GELESENES ANWENDEN:
**1.** Wie alt ist der Kläger laut dem Bericht zum Rettungseinsatz?
**2.** Zählen Sie sämtliche Ortsnamen auf, die im Bericht zum Rettungseinsatz vorkommen.
**3.** Übertragen Sie aus dem Bericht zum Rettungseinsatz wortgetreu den Abschnitt, der mit den Worten „Gemeinden verlangten zu“ einsetzt und mit „hohe Forderungen gestellt.“ schließt.

╭─ TEXT ZUR ANALYSE

Gemeinden verlangten zu viel für Rettungseinsatz
Autor: Stephan Tiroch
Burghaig, Dienstag, 04. Dezember 2012
Der Mann, dessen Auto im Hochwasser bei Burghaig versunken ist, feiert vor dem Verwaltungsgericht einen Teilerfolg. Stadt Kulmbach und Markt Mainleus haben für den Feuerwehreinsatz zu hohe Forderungen gestellt.
Nein, selbstverständlich ist es nicht, dass der 69-jährige Kläger überhaupt noch lebt und am Dienstag vor dem Verwaltungsgericht in Bayreuth erscheinen kann. Er hat es nur seiner guten körperlichen Konstitution zu verdanken, dass er sich aus seinem Auto befreien kann, das am 14. Januar 2011 frühmorgens in der großen Flut bei Burghaig versunken ist. "Brusthoch war das Wasser", erinnert er sich, "und das rettende Ufer 200 Meter weit weg." Er kämpft erfolgreich gegen die Fluten an und bringt sich - leicht unterkühlt - in Sicherheit.

╰─
╭─ BEREITGESTELLTE DATENSÄTZE

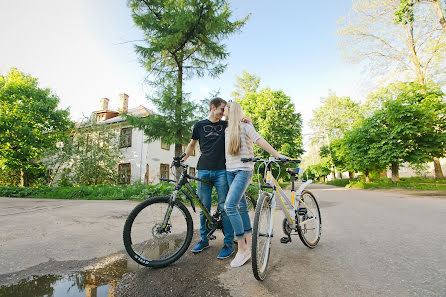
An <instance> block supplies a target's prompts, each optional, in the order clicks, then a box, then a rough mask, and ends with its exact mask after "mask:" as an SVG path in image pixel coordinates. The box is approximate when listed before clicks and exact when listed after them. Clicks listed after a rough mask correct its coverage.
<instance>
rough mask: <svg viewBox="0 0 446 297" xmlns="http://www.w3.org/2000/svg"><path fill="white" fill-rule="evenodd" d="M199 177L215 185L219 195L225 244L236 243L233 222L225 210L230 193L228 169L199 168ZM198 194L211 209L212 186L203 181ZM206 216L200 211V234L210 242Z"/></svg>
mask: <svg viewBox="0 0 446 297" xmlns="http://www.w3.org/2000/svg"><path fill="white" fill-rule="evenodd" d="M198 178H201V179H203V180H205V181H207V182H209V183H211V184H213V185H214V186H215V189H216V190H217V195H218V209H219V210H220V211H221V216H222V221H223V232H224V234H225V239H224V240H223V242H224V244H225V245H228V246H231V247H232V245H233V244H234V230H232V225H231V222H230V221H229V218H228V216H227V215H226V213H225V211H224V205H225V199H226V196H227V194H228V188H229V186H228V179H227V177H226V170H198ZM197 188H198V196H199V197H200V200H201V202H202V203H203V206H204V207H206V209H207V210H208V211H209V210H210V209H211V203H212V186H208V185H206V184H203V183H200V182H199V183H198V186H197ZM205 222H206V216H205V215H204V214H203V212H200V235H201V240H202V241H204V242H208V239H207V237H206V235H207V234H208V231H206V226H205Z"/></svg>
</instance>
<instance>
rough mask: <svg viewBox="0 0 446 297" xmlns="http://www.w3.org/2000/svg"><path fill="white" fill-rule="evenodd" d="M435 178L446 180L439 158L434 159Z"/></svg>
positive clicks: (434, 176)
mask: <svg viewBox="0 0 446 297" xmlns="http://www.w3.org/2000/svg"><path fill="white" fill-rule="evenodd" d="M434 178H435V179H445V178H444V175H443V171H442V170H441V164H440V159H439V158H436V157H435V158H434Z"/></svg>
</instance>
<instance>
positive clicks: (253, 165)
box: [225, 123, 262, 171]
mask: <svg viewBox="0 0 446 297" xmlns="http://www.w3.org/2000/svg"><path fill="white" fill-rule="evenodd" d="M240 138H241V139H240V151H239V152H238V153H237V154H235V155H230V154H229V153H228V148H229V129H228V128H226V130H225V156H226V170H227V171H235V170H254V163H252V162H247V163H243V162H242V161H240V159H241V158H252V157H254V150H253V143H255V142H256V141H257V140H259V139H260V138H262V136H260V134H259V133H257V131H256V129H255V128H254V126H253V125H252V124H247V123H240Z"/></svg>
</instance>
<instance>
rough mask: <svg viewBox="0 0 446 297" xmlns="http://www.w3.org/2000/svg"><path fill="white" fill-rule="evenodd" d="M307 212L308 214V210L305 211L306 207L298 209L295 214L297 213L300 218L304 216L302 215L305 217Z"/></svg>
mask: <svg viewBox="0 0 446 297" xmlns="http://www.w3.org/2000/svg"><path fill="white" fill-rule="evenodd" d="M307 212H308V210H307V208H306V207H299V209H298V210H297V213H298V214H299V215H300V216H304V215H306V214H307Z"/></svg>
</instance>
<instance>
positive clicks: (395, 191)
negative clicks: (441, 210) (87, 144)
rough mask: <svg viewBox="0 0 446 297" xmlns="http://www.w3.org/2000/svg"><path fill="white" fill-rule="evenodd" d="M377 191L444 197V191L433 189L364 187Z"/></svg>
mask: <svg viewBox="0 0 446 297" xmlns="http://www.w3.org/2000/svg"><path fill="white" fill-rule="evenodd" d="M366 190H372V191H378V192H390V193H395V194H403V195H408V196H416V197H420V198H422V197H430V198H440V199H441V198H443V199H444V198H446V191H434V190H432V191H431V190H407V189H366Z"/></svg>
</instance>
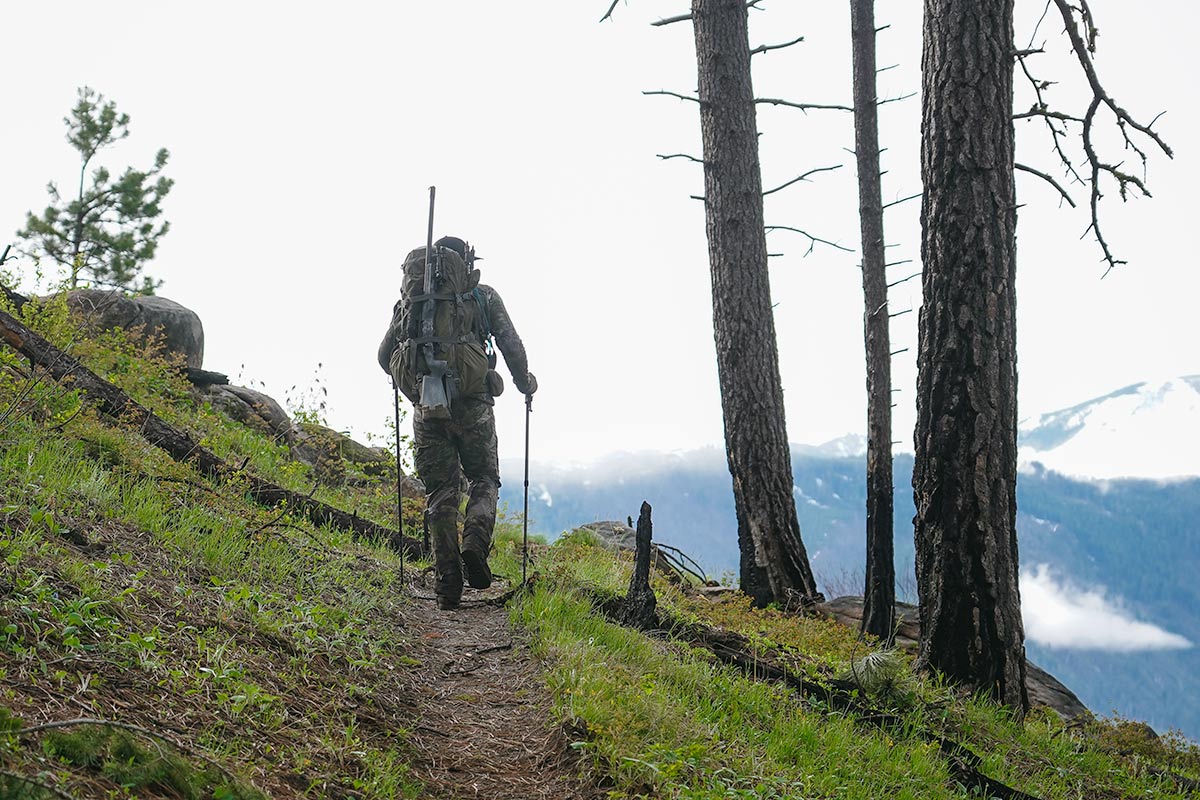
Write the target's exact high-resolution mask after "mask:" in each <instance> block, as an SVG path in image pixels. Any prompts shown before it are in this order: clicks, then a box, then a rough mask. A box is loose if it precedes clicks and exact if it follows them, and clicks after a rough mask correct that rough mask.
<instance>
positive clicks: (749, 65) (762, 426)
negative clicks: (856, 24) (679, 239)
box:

╰─

LÖSUNGEN JE AUFGABE:
**1.** Der Kläger ist 69 Jahre alt.

**2.** Burghaig, Kulmbach, Mainleus, Bayreuth

**3.**
Gemeinden verlangten zu viel für Rettungseinsatz
Autor: Stephan Tiroch
Burghaig, Dienstag, 04. Dezember 2012
Der Mann, dessen Auto im Hochwasser bei Burghaig versunken ist, feiert vor dem Verwaltungsgericht einen Teilerfolg. Stadt Kulmbach und Markt Mainleus haben für den Feuerwehreinsatz zu hohe Forderungen gestellt.